#### PROBLEM TO SOLVE
Return all the data exactly, keeping the pictures out.

(Dataset excerpts)
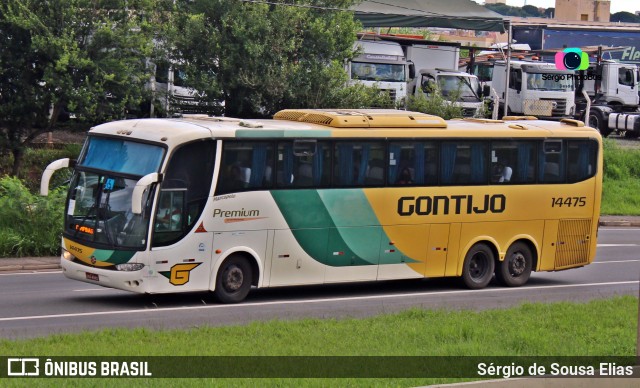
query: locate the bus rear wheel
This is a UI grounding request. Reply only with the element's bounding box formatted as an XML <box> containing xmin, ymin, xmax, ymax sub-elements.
<box><xmin>214</xmin><ymin>255</ymin><xmax>252</xmax><ymax>303</ymax></box>
<box><xmin>461</xmin><ymin>243</ymin><xmax>495</xmax><ymax>289</ymax></box>
<box><xmin>496</xmin><ymin>242</ymin><xmax>532</xmax><ymax>287</ymax></box>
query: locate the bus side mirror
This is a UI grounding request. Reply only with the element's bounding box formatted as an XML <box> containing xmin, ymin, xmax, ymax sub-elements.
<box><xmin>132</xmin><ymin>173</ymin><xmax>162</xmax><ymax>214</ymax></box>
<box><xmin>40</xmin><ymin>158</ymin><xmax>74</xmax><ymax>196</ymax></box>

#### SOLUTION FOR THIS EXERCISE
query: locate the bus rear wheel
This is a UI grounding request. Reply only with the element's bounding box formatted as an XML <box> containing xmin, ymin, xmax, ymax sub-elements.
<box><xmin>214</xmin><ymin>255</ymin><xmax>252</xmax><ymax>303</ymax></box>
<box><xmin>461</xmin><ymin>243</ymin><xmax>495</xmax><ymax>289</ymax></box>
<box><xmin>496</xmin><ymin>242</ymin><xmax>532</xmax><ymax>287</ymax></box>
query: locate the bus side mirror
This is a UI grounding request. Reply only with the element's bounding box formatted as an XML <box> containing xmin, ymin, xmax, ymax sub-elements.
<box><xmin>132</xmin><ymin>173</ymin><xmax>162</xmax><ymax>214</ymax></box>
<box><xmin>40</xmin><ymin>158</ymin><xmax>74</xmax><ymax>196</ymax></box>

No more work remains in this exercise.